## What to produce
With pictures omitted, output the records below exactly as they appear.

[Saved data entries]
-- -- --
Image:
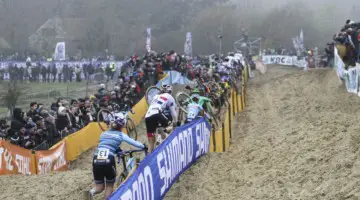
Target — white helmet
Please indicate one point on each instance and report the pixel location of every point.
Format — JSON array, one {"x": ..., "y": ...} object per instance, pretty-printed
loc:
[{"x": 166, "y": 88}]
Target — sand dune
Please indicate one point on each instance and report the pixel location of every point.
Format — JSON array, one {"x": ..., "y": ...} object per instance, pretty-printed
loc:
[{"x": 297, "y": 139}]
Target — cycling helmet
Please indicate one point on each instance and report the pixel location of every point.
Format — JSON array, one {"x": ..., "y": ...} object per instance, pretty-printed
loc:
[
  {"x": 166, "y": 88},
  {"x": 195, "y": 91},
  {"x": 195, "y": 97},
  {"x": 119, "y": 120}
]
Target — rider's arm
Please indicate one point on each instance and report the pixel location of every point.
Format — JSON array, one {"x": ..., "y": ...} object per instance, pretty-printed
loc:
[{"x": 131, "y": 141}]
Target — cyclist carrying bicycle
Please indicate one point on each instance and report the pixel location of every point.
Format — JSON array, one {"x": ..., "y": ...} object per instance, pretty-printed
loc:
[
  {"x": 194, "y": 109},
  {"x": 155, "y": 114},
  {"x": 104, "y": 168}
]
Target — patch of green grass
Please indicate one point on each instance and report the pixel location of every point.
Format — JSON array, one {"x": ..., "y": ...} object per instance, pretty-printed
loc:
[{"x": 46, "y": 93}]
-- -- --
## Answer to this exercise
Image:
Target — white helmet
Please indicate one point on each instance and report the pixel location of every point.
Format — JSON array, one {"x": ..., "y": ...} object per instance, pretty-printed
loc:
[{"x": 166, "y": 88}]
Target — sand dune
Please indicate one point on each instance and report the pixel location of every point.
Format — JSON array, one {"x": ..., "y": ...} object per instance, pretty-printed
loc:
[{"x": 297, "y": 139}]
Target — cycling helmet
Please indicate one point on each instance and report the pixel location of every point.
Format — JSON array, one {"x": ..., "y": ...} object per instance, pretty-printed
loc:
[
  {"x": 166, "y": 88},
  {"x": 195, "y": 91},
  {"x": 195, "y": 97},
  {"x": 119, "y": 120}
]
Target — rider's arm
Please indicate one point on each instance and report the pixel location of every point.
Format — JSON array, one {"x": ..., "y": ...} object per instance, pretty-printed
loc:
[{"x": 131, "y": 141}]
Target — cyclist carrying bicycle
Please indicate one point on each instance and report the pixel location of every point.
Format — JSON array, one {"x": ..., "y": ...} object per instance, pretty-printed
loc:
[
  {"x": 194, "y": 109},
  {"x": 155, "y": 114},
  {"x": 104, "y": 168}
]
Target — patch of green grass
Please indicate one point on each instance and report the pixel location of every point.
Format — JSON array, one {"x": ..., "y": ...} object per instance, pretty-printed
loc:
[{"x": 46, "y": 93}]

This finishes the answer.